> [Directions for this task] Reproduce the listing in full. Keep every character unchanged.

--- --- ---

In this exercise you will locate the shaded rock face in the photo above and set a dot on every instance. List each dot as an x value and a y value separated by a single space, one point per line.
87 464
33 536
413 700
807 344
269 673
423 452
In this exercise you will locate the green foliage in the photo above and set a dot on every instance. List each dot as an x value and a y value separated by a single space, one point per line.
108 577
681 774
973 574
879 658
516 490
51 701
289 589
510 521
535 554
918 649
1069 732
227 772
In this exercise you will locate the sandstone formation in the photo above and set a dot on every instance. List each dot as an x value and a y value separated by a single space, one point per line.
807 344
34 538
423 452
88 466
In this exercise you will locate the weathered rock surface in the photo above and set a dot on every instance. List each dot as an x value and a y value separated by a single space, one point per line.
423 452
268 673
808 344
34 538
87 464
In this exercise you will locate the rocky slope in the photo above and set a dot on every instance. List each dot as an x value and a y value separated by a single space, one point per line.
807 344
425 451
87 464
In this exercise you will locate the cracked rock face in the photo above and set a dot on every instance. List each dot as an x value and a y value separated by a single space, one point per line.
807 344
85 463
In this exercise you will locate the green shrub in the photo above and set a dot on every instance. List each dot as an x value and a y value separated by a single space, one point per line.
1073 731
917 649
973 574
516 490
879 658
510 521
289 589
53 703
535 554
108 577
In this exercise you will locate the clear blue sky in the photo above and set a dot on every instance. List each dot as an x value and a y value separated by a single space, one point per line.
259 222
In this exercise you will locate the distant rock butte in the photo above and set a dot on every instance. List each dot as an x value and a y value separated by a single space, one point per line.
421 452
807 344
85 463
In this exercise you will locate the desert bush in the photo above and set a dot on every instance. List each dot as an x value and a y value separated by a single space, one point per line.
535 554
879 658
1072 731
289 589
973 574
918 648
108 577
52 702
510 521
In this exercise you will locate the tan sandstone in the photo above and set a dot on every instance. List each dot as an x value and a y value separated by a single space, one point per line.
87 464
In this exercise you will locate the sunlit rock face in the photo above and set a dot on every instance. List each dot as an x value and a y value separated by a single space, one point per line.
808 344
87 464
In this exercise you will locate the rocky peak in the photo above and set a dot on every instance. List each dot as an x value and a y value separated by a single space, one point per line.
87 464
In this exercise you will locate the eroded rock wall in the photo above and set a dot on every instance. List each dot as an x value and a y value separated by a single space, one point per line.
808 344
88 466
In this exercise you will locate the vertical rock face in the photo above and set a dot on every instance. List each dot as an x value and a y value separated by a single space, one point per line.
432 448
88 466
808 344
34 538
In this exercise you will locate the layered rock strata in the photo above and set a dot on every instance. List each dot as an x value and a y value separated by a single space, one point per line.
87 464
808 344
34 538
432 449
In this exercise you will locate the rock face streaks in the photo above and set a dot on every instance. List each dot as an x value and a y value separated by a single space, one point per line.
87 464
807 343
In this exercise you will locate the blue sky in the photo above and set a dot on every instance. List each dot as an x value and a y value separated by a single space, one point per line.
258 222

--- --- ---

> [Answer below]
In this exercise you will locate the shaded rock face in the photo above and set a dot on every instance. List each dot as an x value and a y value separated by a single space, one point per line.
87 464
33 536
413 700
807 344
269 673
423 452
In this exercise you will locate the green foliage in the photo above and set a dot on every instance. List each dot as an x value and a y value separated by a single space, one point per line.
108 577
681 774
973 574
879 658
516 490
51 701
289 589
510 521
535 554
918 649
1069 732
227 772
In this exercise you will locate the sandstone formation in the photo above and set a dot on every instance. List each dot as an x value and a y value separated by a single space, one point per line.
807 344
34 538
423 452
88 466
In this exercise you will locate the weathered rock surface in the photo above and set a dot on every instance. List each dot as an x value and a y value separated by a single space, one point per line.
423 452
268 673
808 344
34 538
87 464
In this exercise you will locate the rocky slope in the photo above and set a dot on every instance. List each dot as an x value and a y value separated by a single space, one point per line.
807 344
425 451
87 464
In this exercise you will locate the cracked rock face in the photo above and set a dot on every instance. List each dot as an x value and a y value separated by a single space, one point per line.
807 344
85 463
In this exercise you will locate the green shrub in the photo above and set a dot on every instance. List each dot as an x value and a y value separated by a single space, one point per line.
1073 731
917 649
973 574
516 490
879 658
510 521
289 589
53 703
535 554
108 577
In this exercise you will locate the clear blue sky in the photo above and set a dot on every instance. List each dot as an x value and a y value separated by a single space, one point per line.
259 222
In this exercise you will locate the distant rock butte in the photo above and set a dot on every instance. List each dot as an x value and a y value separated by a single space, one point per line.
421 452
807 344
85 463
In this exercise you will locate the desert bush in the photo above and set a dot on every instance. List each dot as an x value and a y value separated by a single space, one point per line.
535 554
879 658
1072 731
289 589
973 574
918 648
108 577
52 702
510 521
In this exercise you will locate the tan sandstone in the photo above and set a dot on every instance. List each dot as an x value and a y value separated by a single space, one point per line.
87 464
In this exercise you will locate the sunlit rock face in the photo above and set a dot on every instance. List each dot as an x value and a y value separated by a single space, one point per line.
808 344
87 464
In this exercise you will locate the rocky peak in the photo above and set a dot on every instance. List each dot as an x value and a y value separated by a single space, one point per line.
87 464
In this exercise you will locate the eroded rock wall in the photo above and set a dot on every instance. List each dot as an x value and a y value separated by a single space, one point per line.
808 344
88 466
In this exercise you will locate the vertical rock face in the photo above and set a dot on every instance. List each dot as an x value and a y value separated by a single space, one point per line.
432 448
88 466
808 344
34 538
In this exercise you will locate the layered rock strata in the photo above and set a dot on every instance. List each dot as an x value and a y value separated by a single space, one point per line.
87 464
808 344
34 538
432 449
In this exercise you will locate the rock face streaks in the photo above and set a dot on every instance. List each dot as an x value and a y value separated by a single space, one point per line.
87 464
807 343
In this exercise you will locate the blue sky in the photo above and set a dot on every instance. List each dot as an x value and a y value separated by a single space, one point per line.
258 222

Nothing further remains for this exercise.